Is the mRNA “vaccine” push a “con job”?

“‘Confidence games’ (or ‘cons’)” are, according to scholars Barak Orbach and Lindsey Huang,* “a distinctive species of fraudulent conduct” perpetrated “to further voluntary exchanges that are not mutually beneficial.”

In their paper, Orbach and Huang list a number of typical cons, noting that many “cons succeed by inducing judgment errors — chiefly, errors arising from imperfect information and cognitive biases.”

This is not an extended analysis of how a major con could be pulled off, but inducing a “mass formation psychosis,” which I’ve talked about before, is key. Government lockdowns and mask mandates have been very effective in creating pandemic hysteria, leading to government vaccination mandates. 

But perhaps it is how government officials deal with data that we most clearly see the confidence game aspect. 

The province of Alberta has just been caught using misdirection and disinformation to keep up the fear levels, distracting us from considering the negative impact of the vaxxes. Government officials “claim very impressive vaccine effectiveness by following the fraudulent standard set by the drug manufacturers in the pantomime clinical trials,” as the Metatron Substack page explains, “to ignore the adverse outcomes in the first two weeks post administration.”

▸ RECORDS SHOWN:
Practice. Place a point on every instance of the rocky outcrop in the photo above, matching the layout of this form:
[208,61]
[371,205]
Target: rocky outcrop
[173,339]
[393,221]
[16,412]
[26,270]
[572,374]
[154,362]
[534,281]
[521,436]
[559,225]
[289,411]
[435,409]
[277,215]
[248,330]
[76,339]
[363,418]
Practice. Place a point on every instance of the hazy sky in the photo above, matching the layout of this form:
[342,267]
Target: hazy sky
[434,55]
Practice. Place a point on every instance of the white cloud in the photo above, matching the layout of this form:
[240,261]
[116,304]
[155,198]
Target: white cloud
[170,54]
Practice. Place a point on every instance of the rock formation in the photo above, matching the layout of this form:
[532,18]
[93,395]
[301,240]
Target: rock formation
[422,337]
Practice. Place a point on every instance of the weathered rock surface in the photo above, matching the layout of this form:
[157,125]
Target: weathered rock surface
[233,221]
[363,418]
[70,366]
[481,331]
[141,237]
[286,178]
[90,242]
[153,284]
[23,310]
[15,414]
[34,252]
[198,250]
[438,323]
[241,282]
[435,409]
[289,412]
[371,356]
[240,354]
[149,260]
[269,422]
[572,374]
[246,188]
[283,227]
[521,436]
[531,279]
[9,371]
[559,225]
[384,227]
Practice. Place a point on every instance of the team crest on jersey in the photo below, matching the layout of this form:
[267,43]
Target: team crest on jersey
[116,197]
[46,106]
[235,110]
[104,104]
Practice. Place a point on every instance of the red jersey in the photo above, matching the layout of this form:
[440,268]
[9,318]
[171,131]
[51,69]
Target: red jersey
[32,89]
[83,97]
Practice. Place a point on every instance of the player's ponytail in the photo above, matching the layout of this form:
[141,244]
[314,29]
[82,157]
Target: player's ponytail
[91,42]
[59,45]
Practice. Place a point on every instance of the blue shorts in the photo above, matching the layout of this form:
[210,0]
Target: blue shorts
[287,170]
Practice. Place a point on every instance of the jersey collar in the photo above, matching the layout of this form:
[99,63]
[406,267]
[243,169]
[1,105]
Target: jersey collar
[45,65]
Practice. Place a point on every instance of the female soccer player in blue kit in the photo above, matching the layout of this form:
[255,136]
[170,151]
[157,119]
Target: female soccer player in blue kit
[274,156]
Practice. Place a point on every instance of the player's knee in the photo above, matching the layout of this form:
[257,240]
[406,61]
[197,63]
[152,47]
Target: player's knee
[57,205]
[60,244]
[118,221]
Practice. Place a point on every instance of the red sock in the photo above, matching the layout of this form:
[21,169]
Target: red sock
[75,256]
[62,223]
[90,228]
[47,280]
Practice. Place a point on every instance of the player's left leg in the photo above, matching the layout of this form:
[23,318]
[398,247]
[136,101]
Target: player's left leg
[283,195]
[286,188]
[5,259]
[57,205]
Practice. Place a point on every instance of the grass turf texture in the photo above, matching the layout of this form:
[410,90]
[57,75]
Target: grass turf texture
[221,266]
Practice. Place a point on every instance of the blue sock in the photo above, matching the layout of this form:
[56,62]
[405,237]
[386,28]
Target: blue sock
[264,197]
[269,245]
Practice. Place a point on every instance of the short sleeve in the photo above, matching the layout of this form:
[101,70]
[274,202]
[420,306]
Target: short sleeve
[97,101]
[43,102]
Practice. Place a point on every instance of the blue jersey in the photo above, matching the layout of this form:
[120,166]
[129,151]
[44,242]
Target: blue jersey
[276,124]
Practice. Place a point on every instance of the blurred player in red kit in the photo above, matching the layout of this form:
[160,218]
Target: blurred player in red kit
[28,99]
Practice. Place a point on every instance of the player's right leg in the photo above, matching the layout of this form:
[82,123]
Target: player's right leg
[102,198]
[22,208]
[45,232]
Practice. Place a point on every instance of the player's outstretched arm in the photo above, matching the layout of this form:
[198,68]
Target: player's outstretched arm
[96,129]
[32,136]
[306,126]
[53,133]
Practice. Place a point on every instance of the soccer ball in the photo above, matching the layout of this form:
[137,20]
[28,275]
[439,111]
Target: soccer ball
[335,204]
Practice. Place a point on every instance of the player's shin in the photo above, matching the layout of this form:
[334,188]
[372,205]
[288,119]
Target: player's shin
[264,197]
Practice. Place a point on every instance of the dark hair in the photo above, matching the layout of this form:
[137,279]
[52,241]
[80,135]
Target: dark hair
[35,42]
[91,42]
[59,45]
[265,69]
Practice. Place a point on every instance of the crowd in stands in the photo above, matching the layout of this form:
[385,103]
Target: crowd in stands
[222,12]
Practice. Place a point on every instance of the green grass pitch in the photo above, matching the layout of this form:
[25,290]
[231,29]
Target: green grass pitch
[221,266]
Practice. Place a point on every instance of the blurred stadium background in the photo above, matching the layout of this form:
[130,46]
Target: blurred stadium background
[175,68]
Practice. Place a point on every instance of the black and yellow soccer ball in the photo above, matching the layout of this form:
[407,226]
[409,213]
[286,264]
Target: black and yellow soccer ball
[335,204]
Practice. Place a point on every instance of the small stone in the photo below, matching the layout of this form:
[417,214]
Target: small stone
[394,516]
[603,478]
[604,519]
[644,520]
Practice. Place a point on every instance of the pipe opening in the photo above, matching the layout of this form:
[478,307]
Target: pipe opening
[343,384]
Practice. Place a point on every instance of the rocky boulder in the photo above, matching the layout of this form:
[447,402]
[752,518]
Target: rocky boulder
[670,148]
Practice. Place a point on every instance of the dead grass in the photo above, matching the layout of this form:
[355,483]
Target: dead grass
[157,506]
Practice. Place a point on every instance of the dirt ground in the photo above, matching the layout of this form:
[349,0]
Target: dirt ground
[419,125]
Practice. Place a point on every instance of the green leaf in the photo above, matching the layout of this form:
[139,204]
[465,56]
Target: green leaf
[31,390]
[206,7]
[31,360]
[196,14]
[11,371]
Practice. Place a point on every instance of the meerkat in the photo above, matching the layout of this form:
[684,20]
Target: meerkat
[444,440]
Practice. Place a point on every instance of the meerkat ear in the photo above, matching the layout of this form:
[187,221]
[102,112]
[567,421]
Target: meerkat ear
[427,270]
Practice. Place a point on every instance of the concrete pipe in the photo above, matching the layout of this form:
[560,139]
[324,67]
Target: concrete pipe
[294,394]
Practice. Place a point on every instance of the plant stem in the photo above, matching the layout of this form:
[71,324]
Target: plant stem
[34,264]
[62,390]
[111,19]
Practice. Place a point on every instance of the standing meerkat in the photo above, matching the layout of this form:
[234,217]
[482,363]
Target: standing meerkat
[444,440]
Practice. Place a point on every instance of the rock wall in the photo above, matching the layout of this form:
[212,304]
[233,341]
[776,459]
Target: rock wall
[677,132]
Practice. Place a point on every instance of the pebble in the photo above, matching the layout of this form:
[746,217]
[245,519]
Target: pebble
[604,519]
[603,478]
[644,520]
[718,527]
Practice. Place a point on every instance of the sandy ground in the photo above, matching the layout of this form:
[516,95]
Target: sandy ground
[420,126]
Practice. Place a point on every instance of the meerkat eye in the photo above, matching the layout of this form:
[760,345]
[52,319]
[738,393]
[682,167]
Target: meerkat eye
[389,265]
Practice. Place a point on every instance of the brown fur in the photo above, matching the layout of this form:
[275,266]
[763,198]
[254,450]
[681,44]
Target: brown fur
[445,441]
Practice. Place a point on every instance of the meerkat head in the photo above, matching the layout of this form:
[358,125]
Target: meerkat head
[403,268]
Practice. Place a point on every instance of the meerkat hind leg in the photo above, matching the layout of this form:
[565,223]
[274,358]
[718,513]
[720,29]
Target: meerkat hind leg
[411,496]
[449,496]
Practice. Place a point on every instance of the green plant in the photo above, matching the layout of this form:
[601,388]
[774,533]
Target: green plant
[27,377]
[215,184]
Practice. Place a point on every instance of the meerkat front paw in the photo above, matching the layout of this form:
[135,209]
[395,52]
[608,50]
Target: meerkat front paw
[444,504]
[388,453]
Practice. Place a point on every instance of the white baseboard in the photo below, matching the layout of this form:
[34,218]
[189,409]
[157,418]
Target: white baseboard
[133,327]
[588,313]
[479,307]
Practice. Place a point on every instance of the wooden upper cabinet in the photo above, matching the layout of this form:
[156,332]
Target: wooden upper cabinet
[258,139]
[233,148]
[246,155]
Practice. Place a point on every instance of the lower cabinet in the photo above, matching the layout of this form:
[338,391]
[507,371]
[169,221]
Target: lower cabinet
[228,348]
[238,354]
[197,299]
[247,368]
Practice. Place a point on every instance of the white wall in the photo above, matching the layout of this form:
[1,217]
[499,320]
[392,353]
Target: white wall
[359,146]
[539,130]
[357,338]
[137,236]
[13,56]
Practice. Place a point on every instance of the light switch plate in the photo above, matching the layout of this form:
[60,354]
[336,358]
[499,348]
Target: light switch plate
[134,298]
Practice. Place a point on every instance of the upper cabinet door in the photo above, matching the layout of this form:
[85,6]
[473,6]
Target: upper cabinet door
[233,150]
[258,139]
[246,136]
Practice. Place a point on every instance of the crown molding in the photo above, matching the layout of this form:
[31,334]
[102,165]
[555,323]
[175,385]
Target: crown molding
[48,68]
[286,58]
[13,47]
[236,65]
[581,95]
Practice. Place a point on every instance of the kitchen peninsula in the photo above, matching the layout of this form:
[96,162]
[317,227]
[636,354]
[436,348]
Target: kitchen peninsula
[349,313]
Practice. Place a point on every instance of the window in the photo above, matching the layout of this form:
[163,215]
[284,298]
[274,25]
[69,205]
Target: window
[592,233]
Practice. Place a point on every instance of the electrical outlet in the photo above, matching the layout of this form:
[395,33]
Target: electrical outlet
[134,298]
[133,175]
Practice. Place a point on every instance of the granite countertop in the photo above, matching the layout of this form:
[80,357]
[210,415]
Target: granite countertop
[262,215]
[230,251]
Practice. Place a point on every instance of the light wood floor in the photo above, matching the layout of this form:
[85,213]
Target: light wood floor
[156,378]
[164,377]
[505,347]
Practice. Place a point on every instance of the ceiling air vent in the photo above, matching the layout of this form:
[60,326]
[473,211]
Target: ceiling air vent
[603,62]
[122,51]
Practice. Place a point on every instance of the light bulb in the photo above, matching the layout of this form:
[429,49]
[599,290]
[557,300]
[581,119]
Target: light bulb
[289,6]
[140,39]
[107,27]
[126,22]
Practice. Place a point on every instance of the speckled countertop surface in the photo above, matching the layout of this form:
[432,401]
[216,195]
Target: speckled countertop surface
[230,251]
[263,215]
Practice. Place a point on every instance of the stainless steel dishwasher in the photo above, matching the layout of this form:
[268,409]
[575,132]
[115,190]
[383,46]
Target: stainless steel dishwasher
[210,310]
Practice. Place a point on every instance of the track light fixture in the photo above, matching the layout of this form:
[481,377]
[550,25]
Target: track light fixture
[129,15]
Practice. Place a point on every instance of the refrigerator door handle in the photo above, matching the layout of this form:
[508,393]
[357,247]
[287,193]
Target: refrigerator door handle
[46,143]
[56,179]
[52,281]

▸ REQUIRED ACTIONS:
a. Repeat the passage from the article on mRNA vaccines as a con between "In their paper, Orbach" and "the confidence game aspect.", inclusive.
b. Answer these questions using the article on mRNA vaccines as a con:
(i) Which two scholars does the article cite for its definition of confidence games?
(ii) Which province does the article say was caught using misdirection and disinformation?
(iii) What is the name of the Substack page the article quotes?
c. Carry the article on mRNA vaccines as a con forward from its final sentence.
The items can be ignored here.

▸ SOLVED PROBLEMS:
a.
In their paper, Orbach and Huang list a number of typical cons, noting that many “cons succeed by inducing judgment errors — chiefly, errors arising from imperfect information and cognitive biases.”

This is not an extended analysis of how a major con could be pulled off, but inducing a “mass formation psychosis,” which I’ve talked about before, is key. Government lockdowns and mask mandates have been very effective in creating pandemic hysteria, leading to government vaccination mandates. 

But perhaps it is how government officials deal with data that we most clearly see the confidence game aspect.

b.
(i) Barak Orbach and Lindsey Huang
(ii) Alberta
(iii) Metatron

c.
The beneficial effects of the vaxxes, we are told, take a fortnight to go into effect. But when governments place all hospitalizations and deaths for those 14 days under the rubric of “unvaccinated,” they misinform — effectively burying negative side-​effects of the promoted therapeutic. And the switcheroo is not insignificant: Alberta had counted more than half of its vaccinated deaths as unvaccinated.

Tellingly, the province took off its website the data that showed all this.

This is Common Sense. I’m Paul Jacob.


* “Con Men and Their Enablers: The Anatomy of Confidence Games,” 85 Social Research 795 (2018), Arizona Legal Studies Discussion Paper No. 18 – 27).